:: Exercise requirements ::
Replace "pixel coordinates" with "image coordinates" everywhere in the lines below and write them out again with nothing else changed. Leave the pictures out.

[Extracted lines]

>>>

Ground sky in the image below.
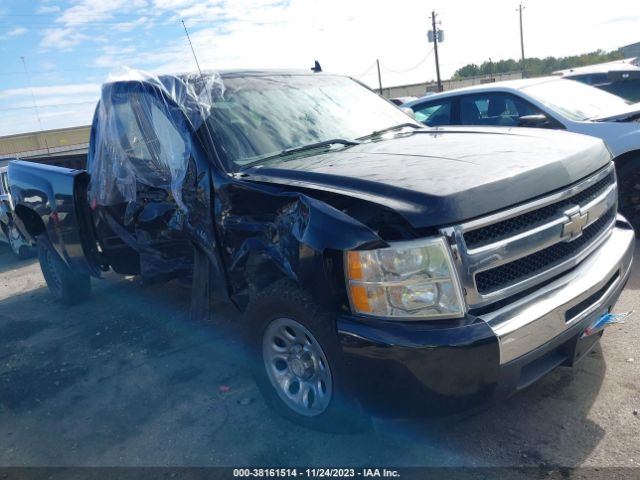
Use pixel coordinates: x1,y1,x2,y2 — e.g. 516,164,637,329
0,0,640,136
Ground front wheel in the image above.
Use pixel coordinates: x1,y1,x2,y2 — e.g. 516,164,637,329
247,280,367,432
38,236,91,305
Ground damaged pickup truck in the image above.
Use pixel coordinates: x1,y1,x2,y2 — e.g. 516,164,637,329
9,71,634,429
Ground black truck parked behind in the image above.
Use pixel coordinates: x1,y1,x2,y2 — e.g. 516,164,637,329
9,71,634,428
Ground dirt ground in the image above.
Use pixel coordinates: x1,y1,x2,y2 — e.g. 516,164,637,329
0,244,640,467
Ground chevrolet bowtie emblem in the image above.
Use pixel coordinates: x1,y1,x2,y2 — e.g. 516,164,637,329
562,207,589,242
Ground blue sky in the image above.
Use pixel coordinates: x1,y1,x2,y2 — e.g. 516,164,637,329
0,0,640,136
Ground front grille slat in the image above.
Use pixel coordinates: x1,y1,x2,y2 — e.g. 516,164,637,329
475,208,616,294
464,172,615,249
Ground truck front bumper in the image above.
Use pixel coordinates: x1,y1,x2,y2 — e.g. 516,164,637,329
337,217,635,416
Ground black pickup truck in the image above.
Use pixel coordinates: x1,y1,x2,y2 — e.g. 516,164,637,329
9,71,634,429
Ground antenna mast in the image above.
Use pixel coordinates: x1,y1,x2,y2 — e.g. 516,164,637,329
180,20,202,76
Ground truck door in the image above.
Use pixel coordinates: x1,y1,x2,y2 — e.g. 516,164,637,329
89,82,217,281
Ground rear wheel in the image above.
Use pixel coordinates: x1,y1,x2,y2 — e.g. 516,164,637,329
38,236,91,305
247,280,367,432
617,157,640,236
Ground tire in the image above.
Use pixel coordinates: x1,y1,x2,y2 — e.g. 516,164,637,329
246,280,369,432
38,236,91,305
617,158,640,236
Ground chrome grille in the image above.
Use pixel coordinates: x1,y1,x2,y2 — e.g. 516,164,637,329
476,209,616,293
464,172,615,248
442,163,617,308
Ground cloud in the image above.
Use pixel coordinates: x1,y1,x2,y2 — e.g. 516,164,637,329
36,5,62,15
0,27,28,40
0,83,100,101
40,28,91,50
6,27,27,37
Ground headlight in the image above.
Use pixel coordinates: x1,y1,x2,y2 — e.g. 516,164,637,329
345,238,464,320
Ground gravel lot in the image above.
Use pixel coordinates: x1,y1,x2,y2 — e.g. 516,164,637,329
0,244,640,467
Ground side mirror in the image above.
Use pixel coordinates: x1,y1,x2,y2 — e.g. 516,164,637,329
518,114,551,128
400,107,416,120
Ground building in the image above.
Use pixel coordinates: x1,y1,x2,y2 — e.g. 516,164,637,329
374,71,522,98
0,125,91,160
620,42,640,58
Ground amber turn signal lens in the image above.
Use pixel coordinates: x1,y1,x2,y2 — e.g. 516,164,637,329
350,285,371,312
347,252,362,280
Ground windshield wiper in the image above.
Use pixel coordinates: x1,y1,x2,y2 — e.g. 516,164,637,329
242,138,362,170
357,122,424,140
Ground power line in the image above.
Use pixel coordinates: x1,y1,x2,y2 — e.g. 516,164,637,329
382,48,433,73
355,62,376,80
0,99,98,112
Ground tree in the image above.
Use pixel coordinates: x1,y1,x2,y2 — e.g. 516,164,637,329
451,49,624,80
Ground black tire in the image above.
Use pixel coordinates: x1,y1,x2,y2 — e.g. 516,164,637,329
617,157,640,236
38,236,91,305
246,280,370,433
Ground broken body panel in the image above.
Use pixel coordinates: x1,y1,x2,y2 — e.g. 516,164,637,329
10,72,633,414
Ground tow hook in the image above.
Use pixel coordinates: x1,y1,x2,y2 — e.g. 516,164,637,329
580,310,633,338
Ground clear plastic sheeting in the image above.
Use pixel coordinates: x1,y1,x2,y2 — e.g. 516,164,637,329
88,69,225,211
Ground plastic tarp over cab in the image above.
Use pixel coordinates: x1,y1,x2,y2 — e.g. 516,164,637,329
88,70,224,210
88,70,225,316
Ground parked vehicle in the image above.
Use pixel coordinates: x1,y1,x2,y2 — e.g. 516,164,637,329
9,71,635,429
389,97,418,106
553,58,640,102
0,160,33,260
403,77,640,231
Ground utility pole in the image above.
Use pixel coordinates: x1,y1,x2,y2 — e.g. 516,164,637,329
517,4,527,78
20,56,51,154
376,58,382,95
431,10,442,92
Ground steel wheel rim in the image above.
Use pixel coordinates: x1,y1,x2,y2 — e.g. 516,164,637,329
262,318,333,417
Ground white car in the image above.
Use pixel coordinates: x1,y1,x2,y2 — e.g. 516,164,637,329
403,77,640,233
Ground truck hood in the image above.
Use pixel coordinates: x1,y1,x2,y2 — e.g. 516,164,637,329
242,127,611,228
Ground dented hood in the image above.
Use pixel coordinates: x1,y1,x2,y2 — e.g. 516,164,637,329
243,128,611,227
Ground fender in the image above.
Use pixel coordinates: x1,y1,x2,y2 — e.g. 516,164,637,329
215,176,387,310
9,160,100,277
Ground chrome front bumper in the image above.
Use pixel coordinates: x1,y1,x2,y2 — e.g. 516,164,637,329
480,215,635,365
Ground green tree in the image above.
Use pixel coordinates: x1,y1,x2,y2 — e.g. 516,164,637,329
451,49,624,80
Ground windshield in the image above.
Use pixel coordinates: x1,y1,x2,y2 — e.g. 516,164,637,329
207,74,409,170
522,79,630,121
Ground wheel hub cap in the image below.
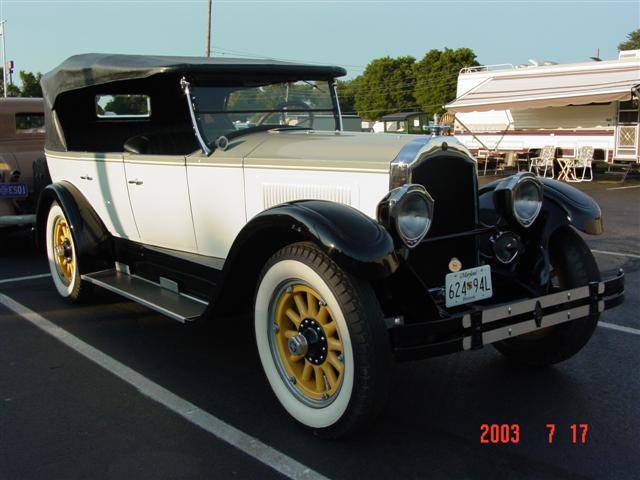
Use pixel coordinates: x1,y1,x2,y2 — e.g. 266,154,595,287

<<<

:: Written answer ::
Ground sky in the image below.
Use image coordinates: x1,y1,x2,y2 — e.g. 516,164,637,329
0,0,640,136
Ground front wheel in the image above.
Use image coordinates: x1,y1,x2,y2 — e.g. 516,164,637,329
247,280,367,432
38,236,91,305
Ground damaged pickup truck in the image above.
Use image coordinates: x1,y1,x2,y2 — e.g. 516,164,637,329
9,71,634,429
Ground black truck parked behind in the image above.
Use image coordinates: x1,y1,x2,y2 — e.g. 516,164,637,329
9,71,634,428
Ground dirt ground in the image above.
Use image coordinates: x1,y1,x2,y2 — e.g. 516,164,637,329
0,244,640,467
Ground chevrolet bowtie emblem in the image above.
Use image coordinates: x1,y1,x2,y2 — e.g. 516,164,637,329
562,207,589,242
Ground blue sky in the image above.
Use image coordinates: x1,y1,x2,y2 — e.g. 516,164,637,329
0,0,640,136
Ground front grille slat in the image above.
Use image coordinates: x1,y1,x2,y2 — e.g. 516,164,637,329
475,208,616,294
464,172,615,249
Ground truck front bumper in the image above.
Use image coordinates: x1,y1,x2,y2 — e.g. 516,164,637,329
337,217,635,416
Ground black pickup truck in the image above.
Use image coordinates: x1,y1,x2,y2 — e.g. 516,164,637,329
9,71,634,429
Ground antenna mast in the image above.
Use image coordinates: x1,y1,x2,y2 — e.g. 516,164,637,329
180,20,202,76
Ground truck door in the image above.
Use image coordinates: x1,y1,x2,y2 — e.g. 516,164,637,329
89,82,217,281
Ground rear wheel in the image above.
Use image coordinates: x1,y1,x2,y2 — e.g. 516,164,637,329
38,236,91,305
247,280,367,432
617,157,640,236
Ground tire in the image above.
Use image coordinates: x1,y1,x2,y2 — e.g. 516,164,637,329
246,280,369,432
38,236,91,305
617,158,640,236
Ground chrome grille in the image above.
Use image coordinates: x1,y1,x2,y2 — e.g. 516,164,637,329
476,209,616,293
464,172,615,248
442,163,617,308
Ground cloud in the image above.
Use image coordinates: x1,y1,x2,y2 — e.g. 516,164,637,329
36,5,62,15
0,27,28,40
0,83,100,101
40,28,91,50
6,27,27,37
Ground headlight in the image above.
Use image coordinates: x1,y1,x2,y2 — e.g. 516,164,637,329
345,238,464,320
Ground gravel lot in the image above.
Use image coordinates: x1,y1,x2,y2 — e.g. 516,164,637,329
0,244,640,467
Ground side mirror in the image above.
Use image coordinates: x1,y1,x2,y2 — e.g. 516,164,637,329
518,114,551,128
400,107,416,120
Ground building in the image above.
Use image coordinates: x1,y1,x2,y2 — e.g. 516,164,637,329
374,71,522,98
0,125,91,160
620,42,640,58
Ground amber turn signal lens in the image above.
Use image coordinates: x1,y1,x2,y2 — e.g. 516,164,637,329
350,285,371,312
347,252,362,280
Ground windshield wiper in the image above.
Use image coordinates: x1,y1,x2,y2 — e.g. 516,164,637,329
242,138,362,170
357,122,424,140
Ground power line in the image above.
Use image coordinates: x1,y1,x2,y2 — e.g. 516,164,637,329
382,48,433,73
355,62,376,80
0,99,98,112
Ground tree in the image above.
Use image coordinates: x1,y1,x2,y2 — e.g. 516,164,637,329
451,49,624,80
Ground black tire in the image above.
Use image coordinates: x1,y1,x2,y2 — e.g. 516,164,637,329
617,157,640,236
38,236,91,305
246,280,370,433
Ground broken body panel in the image above.
Use image coordinates: x1,y1,x2,y2 — e.g. 516,164,637,329
10,72,633,414
Ground tow hook in the image above.
Use image coordinates: x1,y1,x2,y2 — e.g. 516,164,637,329
580,310,633,338
Ground clear plastic sheeting in the image above.
Use image coordinates: x1,y1,x2,y2 — e.g. 516,164,637,329
88,69,225,211
Ground plastic tarp over cab in the image above.
Use image coordinates: x1,y1,x2,y2 — e.g. 516,164,637,329
88,70,224,210
88,70,225,316
Ground parked vehicle in the image above.
Use image coordinates: x1,y1,x2,y2 — e.g. 516,164,637,329
9,71,635,429
389,97,418,106
553,58,640,102
0,160,33,260
403,77,640,231
Ground utility pole in the image above.
Use image coordinates: x1,y1,x2,y2 — e.g. 516,164,637,329
517,4,527,78
20,56,51,154
376,58,382,95
431,10,442,92
Ground steel wheel rim in the image above.
Use image coordinates: x1,y1,x2,y2 — e.g. 516,164,637,329
262,318,333,417
Ground white car in the image above.
Use image coordinates: x1,y1,x2,y2 — e.g. 516,164,637,329
403,77,640,233
Ground truck hood in the image above.
Use image coordinates: x1,y1,x2,y2 — e.g. 516,164,637,329
242,127,611,228
Ground dented hood in the image above.
Use image coordinates: x1,y1,x2,y2 — e.g. 516,164,637,329
243,128,611,227
Ground fender in the image above.
Use image coordinates: x1,y1,x2,y2 — e.g. 516,164,637,329
215,176,387,310
9,160,100,277
Ground chrome front bumper in the image above.
Use image coordinates: x1,y1,x2,y2 — e.g. 516,164,637,329
480,215,635,365
Ground green tree in the image above.
Use image coordinates: x1,y1,x2,y2 — e.g. 516,164,637,329
451,49,624,80
Ground windshield in the image above.
Use image coordinates: x1,y1,x2,y2 — e.g. 516,164,637,329
207,74,409,170
522,79,630,121
Ground wheel hub cap in the image below.
Use image coordinates: x1,y1,x2,y2 — e.g. 266,154,595,287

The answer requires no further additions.